# [Problem to solve]
Copy all of the material word for word, except for the pictures.

# [Supplied data]
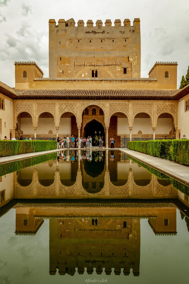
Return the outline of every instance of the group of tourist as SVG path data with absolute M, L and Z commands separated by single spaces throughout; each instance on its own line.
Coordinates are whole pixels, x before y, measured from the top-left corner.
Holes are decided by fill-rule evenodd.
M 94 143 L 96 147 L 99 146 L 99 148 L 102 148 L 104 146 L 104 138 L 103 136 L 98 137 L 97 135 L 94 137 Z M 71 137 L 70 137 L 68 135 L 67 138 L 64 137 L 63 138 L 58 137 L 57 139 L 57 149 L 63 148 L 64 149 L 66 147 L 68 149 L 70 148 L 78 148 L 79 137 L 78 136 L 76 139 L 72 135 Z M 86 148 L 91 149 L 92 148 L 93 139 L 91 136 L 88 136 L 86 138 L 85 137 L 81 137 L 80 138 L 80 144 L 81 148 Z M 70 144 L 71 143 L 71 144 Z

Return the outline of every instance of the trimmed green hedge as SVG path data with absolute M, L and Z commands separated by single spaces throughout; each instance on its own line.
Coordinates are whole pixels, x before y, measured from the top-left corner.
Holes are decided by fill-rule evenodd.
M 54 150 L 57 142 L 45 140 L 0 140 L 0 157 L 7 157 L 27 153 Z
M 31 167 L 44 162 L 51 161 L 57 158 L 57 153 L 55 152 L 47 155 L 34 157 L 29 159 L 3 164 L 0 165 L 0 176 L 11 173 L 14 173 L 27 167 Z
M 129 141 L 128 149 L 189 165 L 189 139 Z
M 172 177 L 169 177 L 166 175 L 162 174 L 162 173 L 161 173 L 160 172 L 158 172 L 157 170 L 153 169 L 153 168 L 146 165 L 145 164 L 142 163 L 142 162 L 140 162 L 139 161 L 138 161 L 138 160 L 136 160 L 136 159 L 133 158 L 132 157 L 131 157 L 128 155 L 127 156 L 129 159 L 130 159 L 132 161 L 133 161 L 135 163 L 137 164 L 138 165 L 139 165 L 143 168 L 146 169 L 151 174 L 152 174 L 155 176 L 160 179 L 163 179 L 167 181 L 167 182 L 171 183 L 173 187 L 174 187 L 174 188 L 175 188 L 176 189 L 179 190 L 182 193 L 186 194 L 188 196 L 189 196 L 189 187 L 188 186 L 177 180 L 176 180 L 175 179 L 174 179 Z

# [Result]
Return the outline of every instance of the group of tourist as SVG path data with absolute M, L and Z commands separated by single spaces throughout; each instance on its own line.
Coordinates are whole pixels, x before y, measured from the top-left corner.
Holes are decided by fill-rule evenodd.
M 94 143 L 96 147 L 99 146 L 99 148 L 102 148 L 104 146 L 104 138 L 103 136 L 98 137 L 97 135 L 94 137 Z M 71 137 L 70 137 L 68 135 L 67 138 L 64 137 L 63 138 L 58 137 L 57 139 L 57 149 L 63 148 L 64 149 L 66 147 L 68 149 L 70 148 L 78 148 L 79 137 L 78 136 L 76 139 L 72 135 Z M 86 148 L 91 149 L 92 148 L 93 139 L 91 136 L 88 136 L 86 138 L 85 137 L 81 137 L 80 138 L 80 144 L 81 148 Z M 70 144 L 71 143 L 71 144 Z

Return the outline of every instance of the trimmed green hedge as SVG path data with absolute M, L and Z commands separated by single spaces throughout; each instance on its own line.
Coordinates are whole pixels, x before y, measured from the top-left corner.
Holes are decided by fill-rule evenodd.
M 54 150 L 57 142 L 45 140 L 0 140 L 0 157 L 7 157 L 27 153 Z
M 31 167 L 44 162 L 51 161 L 57 158 L 57 153 L 55 152 L 47 155 L 34 157 L 29 159 L 3 164 L 0 165 L 0 176 L 11 173 L 14 173 L 27 167 Z
M 129 141 L 128 149 L 189 165 L 189 139 Z
M 172 177 L 169 177 L 166 175 L 162 174 L 162 173 L 161 173 L 160 172 L 158 172 L 157 170 L 153 169 L 153 168 L 146 165 L 145 164 L 142 163 L 142 162 L 140 162 L 139 161 L 138 161 L 138 160 L 136 160 L 136 159 L 133 158 L 132 157 L 131 157 L 128 155 L 127 156 L 129 159 L 130 159 L 132 161 L 133 161 L 135 163 L 137 164 L 138 165 L 139 165 L 143 168 L 146 169 L 151 174 L 152 174 L 155 176 L 160 179 L 163 179 L 167 181 L 167 182 L 171 183 L 173 187 L 174 187 L 174 188 L 175 188 L 176 189 L 179 190 L 182 193 L 186 194 L 188 196 L 189 196 L 189 187 L 188 186 L 177 180 L 176 180 L 175 179 L 174 179 Z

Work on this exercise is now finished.